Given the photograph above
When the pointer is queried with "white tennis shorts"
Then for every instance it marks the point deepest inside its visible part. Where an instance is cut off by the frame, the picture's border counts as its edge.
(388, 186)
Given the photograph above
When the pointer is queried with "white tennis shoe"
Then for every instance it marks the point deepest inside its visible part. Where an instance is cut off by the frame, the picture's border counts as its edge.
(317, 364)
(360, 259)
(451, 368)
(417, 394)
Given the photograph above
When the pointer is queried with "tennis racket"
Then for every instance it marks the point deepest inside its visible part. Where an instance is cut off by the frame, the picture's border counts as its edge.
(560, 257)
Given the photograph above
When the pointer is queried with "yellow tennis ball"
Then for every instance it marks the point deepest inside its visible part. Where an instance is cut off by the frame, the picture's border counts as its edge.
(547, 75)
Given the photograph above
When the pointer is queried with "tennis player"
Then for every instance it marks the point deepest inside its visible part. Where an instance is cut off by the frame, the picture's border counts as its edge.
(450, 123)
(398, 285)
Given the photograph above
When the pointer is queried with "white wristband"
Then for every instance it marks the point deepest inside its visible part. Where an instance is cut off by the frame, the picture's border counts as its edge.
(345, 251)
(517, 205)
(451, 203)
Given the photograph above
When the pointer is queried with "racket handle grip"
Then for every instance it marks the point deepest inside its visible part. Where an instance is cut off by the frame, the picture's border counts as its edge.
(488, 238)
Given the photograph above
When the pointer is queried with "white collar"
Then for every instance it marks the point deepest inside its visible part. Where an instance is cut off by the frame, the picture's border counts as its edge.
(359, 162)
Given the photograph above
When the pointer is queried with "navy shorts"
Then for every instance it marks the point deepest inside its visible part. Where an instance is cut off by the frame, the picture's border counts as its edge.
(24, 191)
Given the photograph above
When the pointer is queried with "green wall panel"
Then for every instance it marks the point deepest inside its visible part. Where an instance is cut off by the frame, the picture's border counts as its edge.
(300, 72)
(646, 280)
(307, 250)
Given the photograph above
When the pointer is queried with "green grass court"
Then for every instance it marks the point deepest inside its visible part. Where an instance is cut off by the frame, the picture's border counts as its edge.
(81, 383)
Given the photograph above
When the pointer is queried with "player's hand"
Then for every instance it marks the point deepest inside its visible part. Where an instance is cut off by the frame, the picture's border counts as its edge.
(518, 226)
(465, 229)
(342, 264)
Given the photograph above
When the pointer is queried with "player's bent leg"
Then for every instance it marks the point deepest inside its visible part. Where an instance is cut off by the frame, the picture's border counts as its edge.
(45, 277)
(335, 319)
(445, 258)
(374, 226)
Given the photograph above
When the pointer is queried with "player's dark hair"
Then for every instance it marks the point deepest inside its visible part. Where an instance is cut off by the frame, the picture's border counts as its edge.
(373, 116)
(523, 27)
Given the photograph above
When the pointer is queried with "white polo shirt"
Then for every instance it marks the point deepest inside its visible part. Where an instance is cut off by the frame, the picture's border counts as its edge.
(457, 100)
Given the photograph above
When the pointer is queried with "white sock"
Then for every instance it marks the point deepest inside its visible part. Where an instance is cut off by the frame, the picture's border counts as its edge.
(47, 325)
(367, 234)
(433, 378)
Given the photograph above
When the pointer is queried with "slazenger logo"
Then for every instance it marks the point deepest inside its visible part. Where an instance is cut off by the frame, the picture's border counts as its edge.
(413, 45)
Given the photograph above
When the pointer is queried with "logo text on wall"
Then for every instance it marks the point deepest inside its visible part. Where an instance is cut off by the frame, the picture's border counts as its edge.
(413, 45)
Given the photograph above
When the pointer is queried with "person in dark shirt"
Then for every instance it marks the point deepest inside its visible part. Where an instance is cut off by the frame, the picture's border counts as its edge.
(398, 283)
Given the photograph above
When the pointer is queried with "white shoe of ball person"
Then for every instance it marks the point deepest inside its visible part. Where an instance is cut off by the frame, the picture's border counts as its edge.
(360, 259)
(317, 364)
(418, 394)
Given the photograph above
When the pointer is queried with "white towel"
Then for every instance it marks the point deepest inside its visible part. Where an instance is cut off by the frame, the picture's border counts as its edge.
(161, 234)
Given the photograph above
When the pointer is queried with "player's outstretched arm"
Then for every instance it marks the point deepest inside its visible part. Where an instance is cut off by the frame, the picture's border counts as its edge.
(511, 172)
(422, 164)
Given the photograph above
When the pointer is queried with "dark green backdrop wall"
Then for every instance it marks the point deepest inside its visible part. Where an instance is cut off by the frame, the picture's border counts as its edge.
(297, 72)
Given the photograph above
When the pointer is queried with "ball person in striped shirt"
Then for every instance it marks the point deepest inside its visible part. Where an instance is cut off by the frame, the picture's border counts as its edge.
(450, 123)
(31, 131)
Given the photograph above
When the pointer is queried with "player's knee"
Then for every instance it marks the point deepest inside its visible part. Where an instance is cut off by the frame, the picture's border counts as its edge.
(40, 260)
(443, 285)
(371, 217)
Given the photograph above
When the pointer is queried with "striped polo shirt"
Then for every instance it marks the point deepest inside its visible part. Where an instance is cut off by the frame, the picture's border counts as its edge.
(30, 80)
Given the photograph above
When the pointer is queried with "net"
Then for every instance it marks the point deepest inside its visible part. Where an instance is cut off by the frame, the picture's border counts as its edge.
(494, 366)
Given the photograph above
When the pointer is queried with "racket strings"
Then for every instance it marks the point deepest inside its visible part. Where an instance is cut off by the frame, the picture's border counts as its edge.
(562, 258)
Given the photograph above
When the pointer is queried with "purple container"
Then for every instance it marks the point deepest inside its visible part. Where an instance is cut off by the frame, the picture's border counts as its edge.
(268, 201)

==

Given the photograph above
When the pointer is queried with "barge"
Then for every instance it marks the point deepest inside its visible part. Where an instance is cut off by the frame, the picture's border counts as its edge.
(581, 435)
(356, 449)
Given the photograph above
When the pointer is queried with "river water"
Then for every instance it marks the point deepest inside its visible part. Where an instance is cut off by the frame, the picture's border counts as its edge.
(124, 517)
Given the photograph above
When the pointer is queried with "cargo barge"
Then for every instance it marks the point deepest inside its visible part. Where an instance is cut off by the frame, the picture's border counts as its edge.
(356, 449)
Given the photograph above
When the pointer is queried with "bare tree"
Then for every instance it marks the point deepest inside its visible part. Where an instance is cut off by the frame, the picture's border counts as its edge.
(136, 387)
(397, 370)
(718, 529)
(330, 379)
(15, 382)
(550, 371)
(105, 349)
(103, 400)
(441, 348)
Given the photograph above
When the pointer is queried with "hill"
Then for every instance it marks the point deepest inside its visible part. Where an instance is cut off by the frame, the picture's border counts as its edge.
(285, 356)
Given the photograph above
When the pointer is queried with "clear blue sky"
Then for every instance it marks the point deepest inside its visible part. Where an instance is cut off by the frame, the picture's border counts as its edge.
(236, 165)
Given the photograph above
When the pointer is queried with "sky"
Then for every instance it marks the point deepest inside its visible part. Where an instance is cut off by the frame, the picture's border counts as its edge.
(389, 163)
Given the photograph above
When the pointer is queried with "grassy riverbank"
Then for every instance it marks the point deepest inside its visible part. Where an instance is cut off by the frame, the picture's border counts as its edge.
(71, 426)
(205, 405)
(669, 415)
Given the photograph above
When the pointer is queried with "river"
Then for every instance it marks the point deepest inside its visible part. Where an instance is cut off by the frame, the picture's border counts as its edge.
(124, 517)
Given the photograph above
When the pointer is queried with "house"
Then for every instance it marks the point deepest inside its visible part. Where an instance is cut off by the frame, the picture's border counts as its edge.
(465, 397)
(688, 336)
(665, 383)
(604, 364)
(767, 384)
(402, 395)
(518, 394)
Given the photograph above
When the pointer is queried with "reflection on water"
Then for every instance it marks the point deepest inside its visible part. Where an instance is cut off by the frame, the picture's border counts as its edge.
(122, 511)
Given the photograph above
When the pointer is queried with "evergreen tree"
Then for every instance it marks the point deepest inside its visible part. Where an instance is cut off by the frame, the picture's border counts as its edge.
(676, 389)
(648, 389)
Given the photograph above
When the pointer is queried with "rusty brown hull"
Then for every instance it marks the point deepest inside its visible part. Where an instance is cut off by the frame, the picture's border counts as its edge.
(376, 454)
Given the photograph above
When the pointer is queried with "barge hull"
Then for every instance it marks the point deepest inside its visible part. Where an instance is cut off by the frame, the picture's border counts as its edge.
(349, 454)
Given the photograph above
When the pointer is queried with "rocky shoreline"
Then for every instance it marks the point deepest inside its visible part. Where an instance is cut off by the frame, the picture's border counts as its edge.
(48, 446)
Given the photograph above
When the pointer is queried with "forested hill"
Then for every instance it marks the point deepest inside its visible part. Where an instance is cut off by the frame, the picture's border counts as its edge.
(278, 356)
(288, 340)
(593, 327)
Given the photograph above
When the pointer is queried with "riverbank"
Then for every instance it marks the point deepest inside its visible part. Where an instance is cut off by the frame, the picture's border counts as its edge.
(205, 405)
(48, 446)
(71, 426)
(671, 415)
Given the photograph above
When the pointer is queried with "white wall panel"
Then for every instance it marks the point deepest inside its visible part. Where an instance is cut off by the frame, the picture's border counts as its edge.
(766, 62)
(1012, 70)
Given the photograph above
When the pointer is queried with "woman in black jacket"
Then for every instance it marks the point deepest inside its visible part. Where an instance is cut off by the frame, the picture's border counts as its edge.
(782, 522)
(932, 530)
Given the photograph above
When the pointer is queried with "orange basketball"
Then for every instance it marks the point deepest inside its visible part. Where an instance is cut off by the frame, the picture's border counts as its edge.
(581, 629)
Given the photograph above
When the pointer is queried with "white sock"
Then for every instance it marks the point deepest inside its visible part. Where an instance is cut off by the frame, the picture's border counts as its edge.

* * *

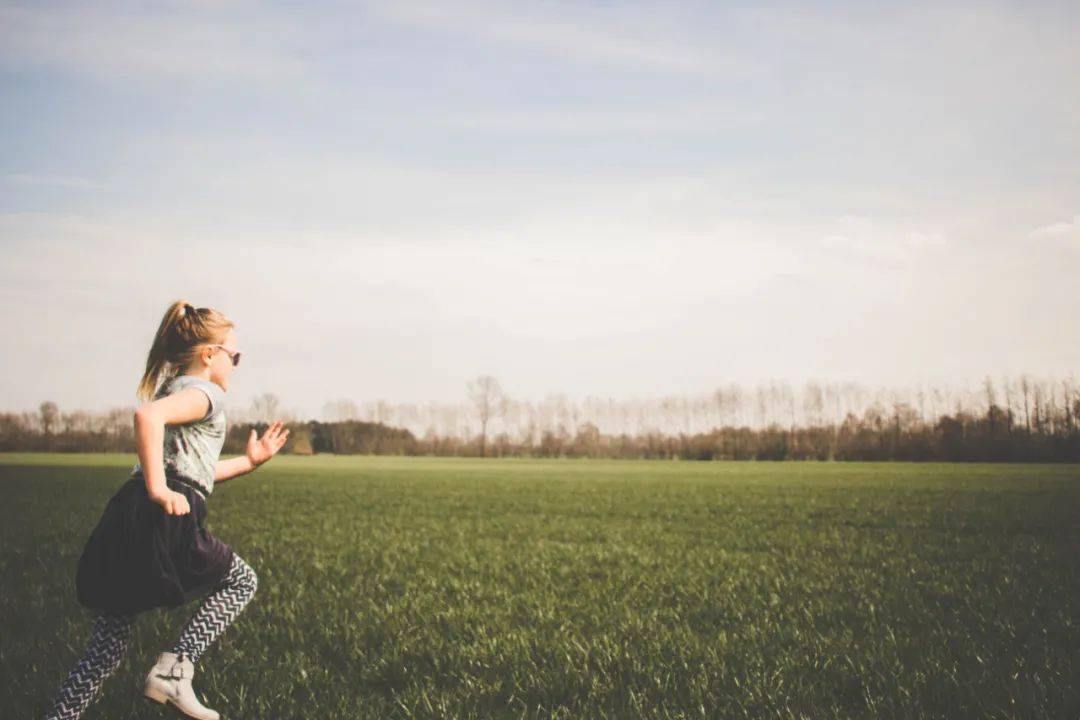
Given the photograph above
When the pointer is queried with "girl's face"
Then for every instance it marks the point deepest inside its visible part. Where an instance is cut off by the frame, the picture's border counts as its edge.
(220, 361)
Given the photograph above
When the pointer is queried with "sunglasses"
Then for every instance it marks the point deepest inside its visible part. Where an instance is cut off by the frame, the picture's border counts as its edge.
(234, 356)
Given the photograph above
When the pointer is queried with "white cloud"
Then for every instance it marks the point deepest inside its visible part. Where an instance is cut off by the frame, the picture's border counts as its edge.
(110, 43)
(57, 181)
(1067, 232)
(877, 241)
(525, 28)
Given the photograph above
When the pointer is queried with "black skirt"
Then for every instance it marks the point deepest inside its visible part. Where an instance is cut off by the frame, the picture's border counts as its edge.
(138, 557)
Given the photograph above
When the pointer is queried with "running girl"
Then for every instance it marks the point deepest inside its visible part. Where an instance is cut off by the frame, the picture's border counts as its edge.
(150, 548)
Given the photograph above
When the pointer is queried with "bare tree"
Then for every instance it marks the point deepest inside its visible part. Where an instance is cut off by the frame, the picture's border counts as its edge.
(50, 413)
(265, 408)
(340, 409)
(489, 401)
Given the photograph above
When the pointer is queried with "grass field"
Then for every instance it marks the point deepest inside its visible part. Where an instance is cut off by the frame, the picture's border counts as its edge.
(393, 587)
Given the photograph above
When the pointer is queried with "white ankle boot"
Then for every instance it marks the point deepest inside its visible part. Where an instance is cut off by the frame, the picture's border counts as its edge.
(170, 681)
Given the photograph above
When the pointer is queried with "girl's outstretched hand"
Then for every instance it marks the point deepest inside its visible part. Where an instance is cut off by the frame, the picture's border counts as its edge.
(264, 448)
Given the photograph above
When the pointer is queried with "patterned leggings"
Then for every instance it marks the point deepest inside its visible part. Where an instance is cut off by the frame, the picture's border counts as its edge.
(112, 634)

Problem requirements:
Return, from the entries, each line that holds "outstretched".

Task answer:
When the pointer is queried with "player's outstretched arm"
When the pointer is queried with "girl's outstretched hand"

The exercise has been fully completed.